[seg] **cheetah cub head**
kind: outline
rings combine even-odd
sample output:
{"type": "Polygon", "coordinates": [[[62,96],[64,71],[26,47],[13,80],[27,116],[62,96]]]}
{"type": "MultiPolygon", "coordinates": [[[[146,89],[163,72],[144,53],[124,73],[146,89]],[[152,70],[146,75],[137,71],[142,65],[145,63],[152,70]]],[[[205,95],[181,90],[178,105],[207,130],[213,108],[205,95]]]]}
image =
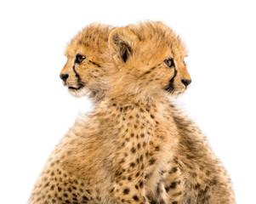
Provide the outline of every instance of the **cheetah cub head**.
{"type": "Polygon", "coordinates": [[[109,46],[114,72],[118,73],[113,87],[119,81],[127,94],[139,98],[178,95],[191,82],[184,61],[185,47],[162,22],[117,28],[110,34],[109,46]]]}
{"type": "Polygon", "coordinates": [[[60,78],[75,97],[89,94],[96,102],[104,98],[107,69],[112,61],[109,55],[108,37],[113,28],[93,24],[85,27],[69,43],[67,61],[60,78]]]}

- Work to do -
Write out the lines above word for word, leaving out the pictures.

- Complete answer -
[seg] **cheetah cub head**
kind: outline
rings combine even-odd
sample output:
{"type": "Polygon", "coordinates": [[[62,96],[64,71],[26,47],[13,80],[27,116],[62,96]]]}
{"type": "MultiPolygon", "coordinates": [[[[146,89],[163,72],[144,53],[124,73],[146,89]],[[152,70],[146,75],[137,71],[142,65],[145,63],[152,70]]],[[[205,95],[181,90],[178,105],[207,130],[213,108],[205,95]]]]}
image =
Provide the outline of every instance of the **cheetah cub head**.
{"type": "Polygon", "coordinates": [[[109,46],[114,72],[118,73],[113,87],[119,81],[127,94],[139,98],[178,95],[191,82],[184,61],[185,47],[162,22],[117,28],[110,34],[109,46]]]}
{"type": "Polygon", "coordinates": [[[60,78],[75,97],[89,94],[96,102],[104,98],[107,69],[112,61],[109,55],[108,37],[113,28],[93,24],[85,27],[69,43],[67,61],[60,78]]]}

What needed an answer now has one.